> _Treść zadania_
Pokaż w całości każdy wiersz poniżej, w którym występuje słowo „rough”. Wielkość liter ma znaczenie.

> _Podane wiersze_
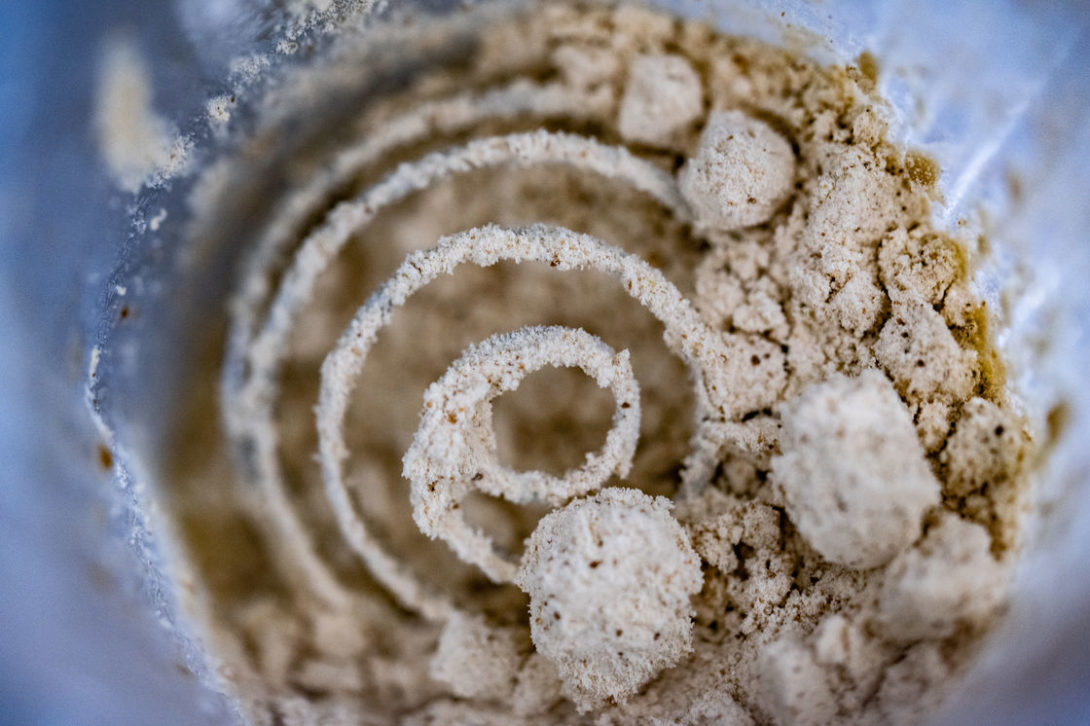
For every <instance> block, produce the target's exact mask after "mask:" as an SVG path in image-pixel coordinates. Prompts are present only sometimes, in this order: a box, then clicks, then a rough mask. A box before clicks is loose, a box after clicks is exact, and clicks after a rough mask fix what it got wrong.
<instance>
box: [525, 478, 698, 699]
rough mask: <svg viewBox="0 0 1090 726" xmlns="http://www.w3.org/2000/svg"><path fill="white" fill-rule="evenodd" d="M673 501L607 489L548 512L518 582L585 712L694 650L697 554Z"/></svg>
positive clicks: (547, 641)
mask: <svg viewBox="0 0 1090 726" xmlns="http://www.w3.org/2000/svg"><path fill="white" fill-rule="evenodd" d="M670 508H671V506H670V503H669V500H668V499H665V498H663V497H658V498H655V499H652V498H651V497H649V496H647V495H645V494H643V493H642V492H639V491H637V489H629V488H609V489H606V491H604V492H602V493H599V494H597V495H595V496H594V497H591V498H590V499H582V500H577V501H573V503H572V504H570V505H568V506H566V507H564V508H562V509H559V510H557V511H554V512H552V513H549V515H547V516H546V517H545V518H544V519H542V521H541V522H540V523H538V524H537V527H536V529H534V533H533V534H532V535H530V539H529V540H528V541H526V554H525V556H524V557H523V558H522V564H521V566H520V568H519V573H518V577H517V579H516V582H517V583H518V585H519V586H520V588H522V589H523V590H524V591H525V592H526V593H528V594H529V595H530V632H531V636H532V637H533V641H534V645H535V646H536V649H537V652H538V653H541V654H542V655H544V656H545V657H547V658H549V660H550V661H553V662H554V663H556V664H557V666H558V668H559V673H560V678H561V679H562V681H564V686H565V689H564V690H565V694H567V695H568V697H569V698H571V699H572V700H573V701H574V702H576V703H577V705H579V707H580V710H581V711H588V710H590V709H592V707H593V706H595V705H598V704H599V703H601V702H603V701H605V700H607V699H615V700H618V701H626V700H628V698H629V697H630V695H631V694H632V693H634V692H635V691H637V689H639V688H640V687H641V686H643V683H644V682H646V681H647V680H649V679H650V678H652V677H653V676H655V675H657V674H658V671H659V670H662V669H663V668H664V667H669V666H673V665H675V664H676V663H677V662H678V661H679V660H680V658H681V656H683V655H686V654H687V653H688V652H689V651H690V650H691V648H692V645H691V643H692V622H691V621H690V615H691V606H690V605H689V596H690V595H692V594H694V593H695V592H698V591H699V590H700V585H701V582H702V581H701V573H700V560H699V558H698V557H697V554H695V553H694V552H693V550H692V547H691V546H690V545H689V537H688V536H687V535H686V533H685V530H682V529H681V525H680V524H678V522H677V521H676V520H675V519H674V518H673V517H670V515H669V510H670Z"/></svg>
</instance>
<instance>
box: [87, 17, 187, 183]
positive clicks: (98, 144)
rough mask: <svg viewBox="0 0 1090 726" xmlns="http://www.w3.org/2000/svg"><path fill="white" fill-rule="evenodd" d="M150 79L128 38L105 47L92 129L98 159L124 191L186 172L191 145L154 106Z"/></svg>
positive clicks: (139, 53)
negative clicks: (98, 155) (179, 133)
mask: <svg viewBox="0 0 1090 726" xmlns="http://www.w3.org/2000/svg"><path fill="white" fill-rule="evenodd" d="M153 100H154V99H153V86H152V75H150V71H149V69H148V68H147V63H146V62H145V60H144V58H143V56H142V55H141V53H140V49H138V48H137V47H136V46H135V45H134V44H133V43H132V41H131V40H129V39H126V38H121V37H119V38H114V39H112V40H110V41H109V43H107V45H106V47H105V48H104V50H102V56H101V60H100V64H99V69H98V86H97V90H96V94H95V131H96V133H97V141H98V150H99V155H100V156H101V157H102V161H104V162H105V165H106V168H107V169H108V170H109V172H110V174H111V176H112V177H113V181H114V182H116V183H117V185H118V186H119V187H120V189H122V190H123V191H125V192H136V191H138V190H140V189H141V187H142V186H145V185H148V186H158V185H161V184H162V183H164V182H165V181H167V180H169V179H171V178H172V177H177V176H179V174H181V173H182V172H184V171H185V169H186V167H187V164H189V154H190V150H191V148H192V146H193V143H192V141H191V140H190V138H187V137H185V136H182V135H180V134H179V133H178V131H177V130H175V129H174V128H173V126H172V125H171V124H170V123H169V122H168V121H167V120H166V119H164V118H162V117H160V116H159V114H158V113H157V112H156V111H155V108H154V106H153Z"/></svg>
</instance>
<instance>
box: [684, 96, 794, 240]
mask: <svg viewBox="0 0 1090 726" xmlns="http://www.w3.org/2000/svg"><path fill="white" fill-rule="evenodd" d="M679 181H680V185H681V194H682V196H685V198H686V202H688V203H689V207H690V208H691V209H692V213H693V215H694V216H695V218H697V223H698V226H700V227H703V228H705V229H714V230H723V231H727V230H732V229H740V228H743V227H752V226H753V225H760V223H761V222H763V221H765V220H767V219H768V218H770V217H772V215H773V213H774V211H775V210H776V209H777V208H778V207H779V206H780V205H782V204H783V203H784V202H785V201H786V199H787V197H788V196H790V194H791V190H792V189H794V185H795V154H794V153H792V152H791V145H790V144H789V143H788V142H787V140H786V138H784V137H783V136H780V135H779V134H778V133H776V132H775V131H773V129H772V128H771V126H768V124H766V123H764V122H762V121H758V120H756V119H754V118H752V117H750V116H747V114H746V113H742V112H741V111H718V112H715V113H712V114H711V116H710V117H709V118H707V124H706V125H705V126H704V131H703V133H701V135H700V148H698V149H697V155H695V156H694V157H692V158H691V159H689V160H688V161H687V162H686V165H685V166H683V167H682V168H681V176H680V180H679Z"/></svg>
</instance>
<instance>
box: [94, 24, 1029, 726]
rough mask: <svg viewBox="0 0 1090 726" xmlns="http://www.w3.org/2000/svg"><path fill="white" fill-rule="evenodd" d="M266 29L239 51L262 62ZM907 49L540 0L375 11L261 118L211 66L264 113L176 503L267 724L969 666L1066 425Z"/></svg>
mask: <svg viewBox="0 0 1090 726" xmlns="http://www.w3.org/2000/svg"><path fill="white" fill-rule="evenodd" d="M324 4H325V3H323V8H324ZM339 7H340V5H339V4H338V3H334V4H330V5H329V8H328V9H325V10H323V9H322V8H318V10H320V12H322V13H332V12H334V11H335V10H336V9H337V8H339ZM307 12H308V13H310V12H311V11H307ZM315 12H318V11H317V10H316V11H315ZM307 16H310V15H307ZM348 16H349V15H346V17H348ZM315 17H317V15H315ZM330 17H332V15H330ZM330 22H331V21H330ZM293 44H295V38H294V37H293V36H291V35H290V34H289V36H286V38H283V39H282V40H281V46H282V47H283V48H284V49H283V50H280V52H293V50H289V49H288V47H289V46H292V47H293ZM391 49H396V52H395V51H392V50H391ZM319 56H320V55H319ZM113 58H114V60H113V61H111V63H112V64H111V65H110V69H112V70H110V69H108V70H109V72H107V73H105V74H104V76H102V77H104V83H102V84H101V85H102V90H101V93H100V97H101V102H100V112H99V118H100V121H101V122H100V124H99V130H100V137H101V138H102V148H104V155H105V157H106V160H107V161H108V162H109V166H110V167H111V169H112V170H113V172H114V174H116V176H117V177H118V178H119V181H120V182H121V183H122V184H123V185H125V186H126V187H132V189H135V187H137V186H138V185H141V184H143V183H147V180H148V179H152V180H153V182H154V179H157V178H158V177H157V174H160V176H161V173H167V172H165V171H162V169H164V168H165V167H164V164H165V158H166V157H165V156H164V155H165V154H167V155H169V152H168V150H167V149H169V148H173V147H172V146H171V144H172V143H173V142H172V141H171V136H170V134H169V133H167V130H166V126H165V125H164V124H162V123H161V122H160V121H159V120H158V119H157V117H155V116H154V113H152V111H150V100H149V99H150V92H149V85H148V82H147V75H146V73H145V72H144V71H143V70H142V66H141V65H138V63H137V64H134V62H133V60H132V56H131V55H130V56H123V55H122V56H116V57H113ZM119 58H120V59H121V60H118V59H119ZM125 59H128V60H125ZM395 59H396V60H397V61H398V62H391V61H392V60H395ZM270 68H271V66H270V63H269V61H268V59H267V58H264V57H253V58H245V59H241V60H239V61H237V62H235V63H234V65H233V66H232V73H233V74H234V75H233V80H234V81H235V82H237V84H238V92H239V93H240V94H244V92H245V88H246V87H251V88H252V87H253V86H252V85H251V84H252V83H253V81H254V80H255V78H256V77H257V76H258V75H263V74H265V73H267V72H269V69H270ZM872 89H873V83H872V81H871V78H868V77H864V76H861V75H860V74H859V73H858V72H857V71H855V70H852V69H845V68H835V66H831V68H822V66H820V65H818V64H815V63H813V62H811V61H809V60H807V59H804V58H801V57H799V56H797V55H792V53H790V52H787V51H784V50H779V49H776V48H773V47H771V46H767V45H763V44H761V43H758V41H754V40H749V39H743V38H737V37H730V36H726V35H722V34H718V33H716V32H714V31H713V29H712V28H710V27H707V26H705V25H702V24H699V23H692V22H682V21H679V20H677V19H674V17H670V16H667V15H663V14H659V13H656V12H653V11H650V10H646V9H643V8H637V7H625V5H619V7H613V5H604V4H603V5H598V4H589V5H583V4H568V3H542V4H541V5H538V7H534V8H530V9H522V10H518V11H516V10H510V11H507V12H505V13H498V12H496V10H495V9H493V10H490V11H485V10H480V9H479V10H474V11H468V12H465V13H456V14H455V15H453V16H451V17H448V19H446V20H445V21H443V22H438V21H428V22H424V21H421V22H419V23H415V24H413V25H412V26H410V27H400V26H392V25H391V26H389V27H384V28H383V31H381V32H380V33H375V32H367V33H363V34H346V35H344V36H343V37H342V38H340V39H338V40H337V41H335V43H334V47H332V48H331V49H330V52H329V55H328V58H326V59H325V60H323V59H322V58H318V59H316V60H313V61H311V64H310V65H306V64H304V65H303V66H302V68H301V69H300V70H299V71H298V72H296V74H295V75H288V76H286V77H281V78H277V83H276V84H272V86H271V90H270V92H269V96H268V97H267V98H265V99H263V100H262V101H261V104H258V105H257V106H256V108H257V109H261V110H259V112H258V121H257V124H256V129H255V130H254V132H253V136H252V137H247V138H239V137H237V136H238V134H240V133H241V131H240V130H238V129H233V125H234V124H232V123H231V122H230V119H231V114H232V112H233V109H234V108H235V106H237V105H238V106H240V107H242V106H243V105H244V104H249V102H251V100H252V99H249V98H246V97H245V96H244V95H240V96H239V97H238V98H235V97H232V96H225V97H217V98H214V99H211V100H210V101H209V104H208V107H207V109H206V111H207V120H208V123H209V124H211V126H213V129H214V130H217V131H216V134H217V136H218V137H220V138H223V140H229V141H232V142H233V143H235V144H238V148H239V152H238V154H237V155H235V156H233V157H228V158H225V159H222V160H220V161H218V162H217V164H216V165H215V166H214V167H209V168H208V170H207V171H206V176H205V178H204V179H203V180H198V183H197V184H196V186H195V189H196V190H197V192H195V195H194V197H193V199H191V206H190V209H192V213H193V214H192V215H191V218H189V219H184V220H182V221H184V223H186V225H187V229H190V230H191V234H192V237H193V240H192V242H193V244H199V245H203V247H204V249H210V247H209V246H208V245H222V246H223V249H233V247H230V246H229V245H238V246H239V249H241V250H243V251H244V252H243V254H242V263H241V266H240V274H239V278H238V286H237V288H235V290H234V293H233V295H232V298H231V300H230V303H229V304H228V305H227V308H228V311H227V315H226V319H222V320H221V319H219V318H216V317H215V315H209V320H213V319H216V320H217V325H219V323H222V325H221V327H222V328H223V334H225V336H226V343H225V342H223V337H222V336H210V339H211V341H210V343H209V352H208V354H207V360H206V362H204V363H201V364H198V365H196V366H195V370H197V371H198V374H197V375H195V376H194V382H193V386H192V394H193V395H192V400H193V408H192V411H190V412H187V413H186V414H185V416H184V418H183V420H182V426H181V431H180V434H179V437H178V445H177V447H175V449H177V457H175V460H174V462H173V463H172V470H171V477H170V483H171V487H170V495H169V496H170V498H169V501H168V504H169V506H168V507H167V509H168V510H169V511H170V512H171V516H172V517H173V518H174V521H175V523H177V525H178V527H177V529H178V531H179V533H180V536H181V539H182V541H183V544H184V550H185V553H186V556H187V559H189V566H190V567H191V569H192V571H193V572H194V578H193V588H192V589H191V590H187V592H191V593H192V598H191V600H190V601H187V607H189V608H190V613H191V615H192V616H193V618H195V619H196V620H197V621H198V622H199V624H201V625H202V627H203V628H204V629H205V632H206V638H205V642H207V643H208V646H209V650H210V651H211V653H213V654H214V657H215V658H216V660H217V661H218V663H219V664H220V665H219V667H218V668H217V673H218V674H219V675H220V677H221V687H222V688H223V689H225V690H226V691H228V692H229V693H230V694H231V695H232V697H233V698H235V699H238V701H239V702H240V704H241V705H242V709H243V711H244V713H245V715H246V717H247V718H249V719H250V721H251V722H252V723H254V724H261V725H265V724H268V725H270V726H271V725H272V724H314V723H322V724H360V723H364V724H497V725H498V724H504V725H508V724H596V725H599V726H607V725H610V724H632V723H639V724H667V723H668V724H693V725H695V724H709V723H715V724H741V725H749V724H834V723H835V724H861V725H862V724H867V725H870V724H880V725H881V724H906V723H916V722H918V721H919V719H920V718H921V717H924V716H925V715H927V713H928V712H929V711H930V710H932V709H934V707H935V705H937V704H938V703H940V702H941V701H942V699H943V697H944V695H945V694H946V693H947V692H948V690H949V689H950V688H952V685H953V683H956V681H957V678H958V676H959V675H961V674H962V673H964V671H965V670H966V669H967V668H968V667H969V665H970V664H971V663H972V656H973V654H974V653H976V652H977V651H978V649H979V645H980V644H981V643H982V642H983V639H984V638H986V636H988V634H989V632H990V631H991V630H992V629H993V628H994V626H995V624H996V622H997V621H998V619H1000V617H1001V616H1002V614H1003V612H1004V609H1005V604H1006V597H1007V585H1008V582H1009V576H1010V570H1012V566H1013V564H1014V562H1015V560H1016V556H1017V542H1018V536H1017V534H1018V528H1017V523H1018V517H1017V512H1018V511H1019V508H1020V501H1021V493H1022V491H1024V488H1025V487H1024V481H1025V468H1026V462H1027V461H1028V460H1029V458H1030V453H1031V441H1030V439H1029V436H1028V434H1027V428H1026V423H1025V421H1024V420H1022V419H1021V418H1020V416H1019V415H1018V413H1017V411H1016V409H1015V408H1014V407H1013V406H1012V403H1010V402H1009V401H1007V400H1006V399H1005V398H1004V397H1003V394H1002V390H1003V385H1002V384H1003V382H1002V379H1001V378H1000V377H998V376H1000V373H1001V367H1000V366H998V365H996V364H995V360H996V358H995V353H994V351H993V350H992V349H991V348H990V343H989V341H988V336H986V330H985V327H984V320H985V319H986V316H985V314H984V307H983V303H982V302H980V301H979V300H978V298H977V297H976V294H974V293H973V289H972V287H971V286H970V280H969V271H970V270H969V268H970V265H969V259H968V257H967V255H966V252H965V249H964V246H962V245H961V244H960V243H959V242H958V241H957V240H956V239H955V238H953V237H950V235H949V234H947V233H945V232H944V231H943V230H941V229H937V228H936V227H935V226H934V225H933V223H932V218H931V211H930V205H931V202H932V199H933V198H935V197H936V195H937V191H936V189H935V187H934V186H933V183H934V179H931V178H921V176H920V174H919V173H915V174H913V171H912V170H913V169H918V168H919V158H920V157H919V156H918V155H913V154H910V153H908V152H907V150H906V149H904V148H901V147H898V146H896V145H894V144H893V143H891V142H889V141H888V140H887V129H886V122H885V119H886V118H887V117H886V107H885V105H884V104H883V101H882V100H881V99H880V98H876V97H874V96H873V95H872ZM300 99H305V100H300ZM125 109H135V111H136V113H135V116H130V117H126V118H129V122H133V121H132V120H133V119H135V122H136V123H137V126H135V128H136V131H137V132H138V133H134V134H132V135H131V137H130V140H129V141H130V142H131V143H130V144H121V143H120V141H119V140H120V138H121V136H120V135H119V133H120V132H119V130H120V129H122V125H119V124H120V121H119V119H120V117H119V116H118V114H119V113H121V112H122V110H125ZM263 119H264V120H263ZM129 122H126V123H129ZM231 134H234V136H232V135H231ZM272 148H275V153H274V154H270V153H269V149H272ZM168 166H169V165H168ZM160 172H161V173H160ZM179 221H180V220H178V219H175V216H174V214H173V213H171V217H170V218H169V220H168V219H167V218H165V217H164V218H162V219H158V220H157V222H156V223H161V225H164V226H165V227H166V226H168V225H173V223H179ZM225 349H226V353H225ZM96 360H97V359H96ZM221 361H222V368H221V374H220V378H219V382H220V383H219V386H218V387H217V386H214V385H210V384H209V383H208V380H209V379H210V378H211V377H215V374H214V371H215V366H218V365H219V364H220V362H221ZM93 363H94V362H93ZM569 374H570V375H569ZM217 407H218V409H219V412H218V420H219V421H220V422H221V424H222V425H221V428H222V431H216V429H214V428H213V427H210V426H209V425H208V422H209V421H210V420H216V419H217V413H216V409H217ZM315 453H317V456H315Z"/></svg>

> _Odpowiedź końcowa_
For every <instance> block, produce the target's exact mask after "mask:" as an SVG path in image-pixel coordinates. Prompts are present only sometimes, in this order: a box, then clicks, then a rough mask. A box before clicks is loose, a box after clicks is exact, and clicks after a rough mask fix what it got wrong.
rough mask: <svg viewBox="0 0 1090 726" xmlns="http://www.w3.org/2000/svg"><path fill="white" fill-rule="evenodd" d="M673 501L607 489L548 512L518 582L585 712L694 650L697 554Z"/></svg>
rough mask: <svg viewBox="0 0 1090 726" xmlns="http://www.w3.org/2000/svg"><path fill="white" fill-rule="evenodd" d="M150 79L128 38L105 47L92 129L98 159L124 191L186 172L191 145L154 106Z"/></svg>
rough mask: <svg viewBox="0 0 1090 726" xmlns="http://www.w3.org/2000/svg"><path fill="white" fill-rule="evenodd" d="M266 29L239 51L262 62ZM907 49L540 0L375 11L261 118L211 66L264 113L176 503L267 724L969 666L1066 425Z"/></svg>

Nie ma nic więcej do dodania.